* Aim of the task *
Repeat the first line of the listing and each line after it, exactly, through the line containing "Target: cultivator shank".

* Supplied entries *
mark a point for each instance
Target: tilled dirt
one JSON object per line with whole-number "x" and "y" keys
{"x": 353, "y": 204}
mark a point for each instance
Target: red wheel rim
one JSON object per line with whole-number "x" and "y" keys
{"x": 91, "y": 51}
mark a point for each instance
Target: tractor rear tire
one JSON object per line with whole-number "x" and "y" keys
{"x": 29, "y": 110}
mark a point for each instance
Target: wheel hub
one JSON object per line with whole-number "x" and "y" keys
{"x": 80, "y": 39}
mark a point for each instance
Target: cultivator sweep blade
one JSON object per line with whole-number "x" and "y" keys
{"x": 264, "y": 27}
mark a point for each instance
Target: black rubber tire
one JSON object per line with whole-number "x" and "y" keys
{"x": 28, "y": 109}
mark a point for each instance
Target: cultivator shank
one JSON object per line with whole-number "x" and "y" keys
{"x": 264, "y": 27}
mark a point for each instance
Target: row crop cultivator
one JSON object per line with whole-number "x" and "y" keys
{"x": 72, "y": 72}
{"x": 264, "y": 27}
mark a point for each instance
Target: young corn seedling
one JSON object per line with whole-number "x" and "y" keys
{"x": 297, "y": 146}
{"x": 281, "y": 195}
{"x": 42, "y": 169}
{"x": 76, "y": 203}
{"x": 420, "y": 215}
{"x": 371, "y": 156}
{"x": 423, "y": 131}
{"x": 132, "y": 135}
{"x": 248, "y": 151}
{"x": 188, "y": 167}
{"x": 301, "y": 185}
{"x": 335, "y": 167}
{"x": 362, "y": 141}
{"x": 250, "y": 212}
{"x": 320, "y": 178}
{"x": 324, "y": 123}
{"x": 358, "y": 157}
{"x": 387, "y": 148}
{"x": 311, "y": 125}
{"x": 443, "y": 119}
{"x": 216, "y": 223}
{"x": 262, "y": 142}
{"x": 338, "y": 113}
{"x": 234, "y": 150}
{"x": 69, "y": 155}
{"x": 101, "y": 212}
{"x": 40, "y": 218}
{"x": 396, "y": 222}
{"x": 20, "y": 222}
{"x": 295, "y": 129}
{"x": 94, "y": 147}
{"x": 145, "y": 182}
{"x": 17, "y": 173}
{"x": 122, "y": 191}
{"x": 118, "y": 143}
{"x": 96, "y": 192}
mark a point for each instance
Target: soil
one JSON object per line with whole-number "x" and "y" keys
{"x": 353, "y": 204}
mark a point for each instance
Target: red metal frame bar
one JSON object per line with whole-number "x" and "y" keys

* Reply *
mark a point for each instance
Target: tilled dirt
one JSON object per line with whole-number "x" and "y" keys
{"x": 353, "y": 204}
mark a point for each instance
Target: red wheel rim
one JSON object per line with whole-number "x" and "y" keys
{"x": 91, "y": 51}
mark a point for each instance
Target: tractor rear tire
one JSON object per line with whole-number "x" and "y" keys
{"x": 29, "y": 110}
mark a point for each instance
Target: wheel hub
one JSON object per line with whole-number "x" and "y" keys
{"x": 80, "y": 39}
mark a point for each instance
Target: cultivator sweep blade
one JSON object per line with whole-number "x" and "y" keys
{"x": 264, "y": 27}
mark a point for each instance
Target: black rubber tire
one JSON object per line with whole-number "x" and "y" keys
{"x": 28, "y": 109}
mark a point for each instance
Target: cultivator shank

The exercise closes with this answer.